Dillashaw sat out a full year following a knee injury he suffered during a close win against Cory Sandhagen to secure a title shot. And while it's clear from his apology that he wasn't interested in holding up the sport's deepest division any longer, nobody wins in a scenario such as this. Considering UFC's decision to so openly embrace sports betting on its fights, it also presents a feeling of impropriety for those who placed large bets on the idea that Dillashaw might become a three-time champion. With a history of performance-enhancing drug use that cost him the title during his second reign, Dillashaw was already considered a villain in the eyes of most fans. But pushing forward with a fight he was physically unfit to win, even with the courage he showed, makes it that much harder to reward him with a big payday for acting "heroically."

4. Sean O'Malley proved he belongs despite a heavily disputed decision

In what turned out to be the clear show stealer on this deep card, O'Malley received the benefit of the doubt from the judges in a split decision win over former champion Petr Yan. The fight was as dramatic as it was fun to watch as O'Malley weathered the storm of Yan's six takedowns and constant physical pressure to bloody and drop his opponent with a flying knee in Round 3. Given the fact that UFC president Dana White had previously announced the winner would get the next bantamweight title shot, it was an impressive test for O'Malley, especially considering the lingering criticism surrounding the rising star from his 2020 TKO loss to Marlon Vera. By fighting back from being hurt, O'Malley proved he has the toughness and adaptability to give anyone in the star-studded division a serious challenge. But did he actually win the fight? That's where debates were quickly had online after two of three judges scored Round 1in his favor before all three gave him the edge in an equally competitive final round. O'Malley was lucky to receive the nod and twice during his postfight interview admitted that he wasn't sure he even won and would need to rewatch the tape before commenting on whether he's ready for a title shot. Either way, it's likely UFC is very ready. Even though Sterling called out former champion Henry Cejudo following his win over Dillashaw, an immediate fight with O'Malley seems inevitable given the commercial potential of "The Suga Show."

Given request 1 -
In the UFC passage, what strike did O'Malley use to bloody and drop Yan in Round 3?
Given request 2 -
Name every fighter mentioned in the UFC passage.

Material provided -
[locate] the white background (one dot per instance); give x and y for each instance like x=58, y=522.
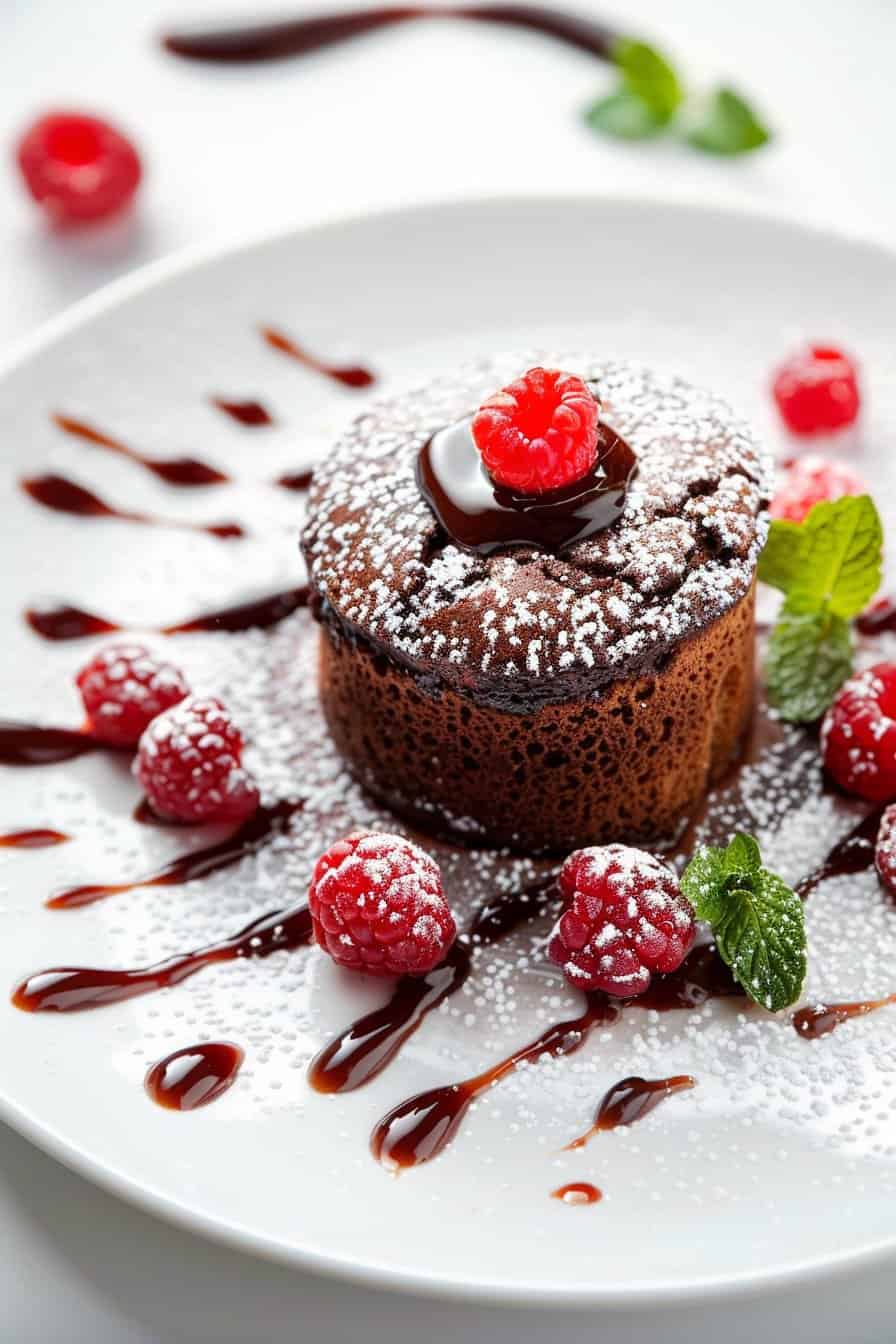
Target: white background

Exercise answer 1 -
A flying knee.

Exercise answer 2 -
Dillashaw, Cory Sandhagen, Sean O'Malley, Petr Yan, Marlon Vera, Sterling, Henry Cejudo